Although students must be held accountable, as a facilitator, the success of my students is usually dependent on me. After discarding what some people would think, I went into the studio to voice a song- a tangible and practical motivation for my students, my clients, my family and me.


I had truly defined what success meant for me when I moved to Colombia for almost a year to teach native Spanish students.


Before you know it, reggaeton rhythms had a place in my heart, but I grew up in Jamaica hearing dancehall. It is no surprise that the motivation for my song came through Steven Singe’s reggaeton dancehall music.


Almost believing that I wouldn’t be able to take myself seriously, I got up early, spread my bed, and didn’t leave my room until the song was complete. I started to write the first verse:


Yeah, you want success

Trust the process

Have a back-up plan

Cope with stress


I see it all the time, where we, and no one else, stress ourselves out because we are too impatient or we strive on self-defeating thought patterns which should have stayed in childhood. We might hatch our eggs in one basket, and stubbornly not consider a back-up plan. Moreover, I love to teach stress management. I appreciate how the brain works because when we get too flustered ( a time to take a break), we may not make the most rational decisions when executing our goals. So, I continued to write the first verse:


You may fail the test

Prepare to make a mess

Step by step you’ll work it

You will progress


I didn’t understand failure until I reached Wolmers High School for Girls. I had left primary school as a valedictorian, recipient of the principal’s award and such. By the time I had reached Northern Caribbean University to pursue my psychology degree, I would truly appreciate who I am today because of multiple failures:

  1. Why did I fail Oral Communication even though I had perfect oral presentation grades?

Short task -
According to the reading text, where was the writer when they first understood failure?

Data lines -

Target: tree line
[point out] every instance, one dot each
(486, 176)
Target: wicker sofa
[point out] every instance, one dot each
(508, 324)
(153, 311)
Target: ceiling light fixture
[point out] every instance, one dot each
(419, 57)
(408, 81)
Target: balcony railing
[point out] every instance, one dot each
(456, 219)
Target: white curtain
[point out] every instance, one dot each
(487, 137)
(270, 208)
* * *
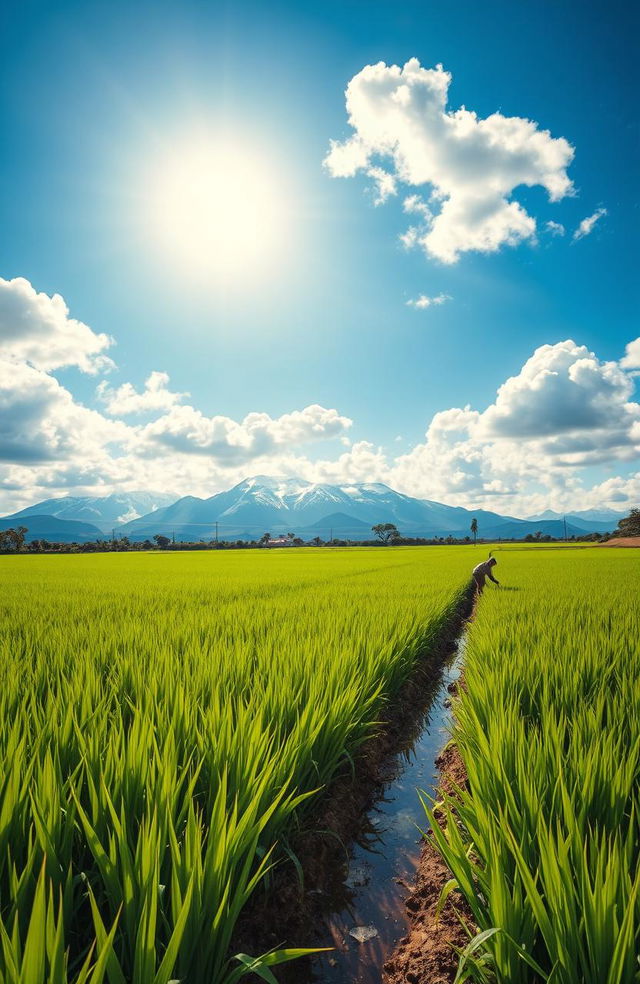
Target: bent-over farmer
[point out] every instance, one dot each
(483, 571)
==
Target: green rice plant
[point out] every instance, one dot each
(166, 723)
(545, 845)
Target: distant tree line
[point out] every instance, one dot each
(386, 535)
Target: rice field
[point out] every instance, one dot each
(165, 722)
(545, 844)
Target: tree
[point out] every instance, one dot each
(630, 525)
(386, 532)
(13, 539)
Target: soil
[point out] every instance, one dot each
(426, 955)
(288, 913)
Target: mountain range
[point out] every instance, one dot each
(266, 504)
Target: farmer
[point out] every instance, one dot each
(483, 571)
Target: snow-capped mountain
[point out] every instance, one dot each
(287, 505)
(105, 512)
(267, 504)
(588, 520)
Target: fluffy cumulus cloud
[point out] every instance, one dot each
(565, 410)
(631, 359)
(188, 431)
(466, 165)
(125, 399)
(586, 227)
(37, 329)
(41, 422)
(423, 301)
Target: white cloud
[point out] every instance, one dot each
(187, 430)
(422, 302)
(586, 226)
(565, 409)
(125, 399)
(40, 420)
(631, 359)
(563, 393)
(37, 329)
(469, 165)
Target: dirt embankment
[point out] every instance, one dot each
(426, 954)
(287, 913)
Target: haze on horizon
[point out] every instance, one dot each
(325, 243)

Solution to this task -
At Wolmers High School for Girls.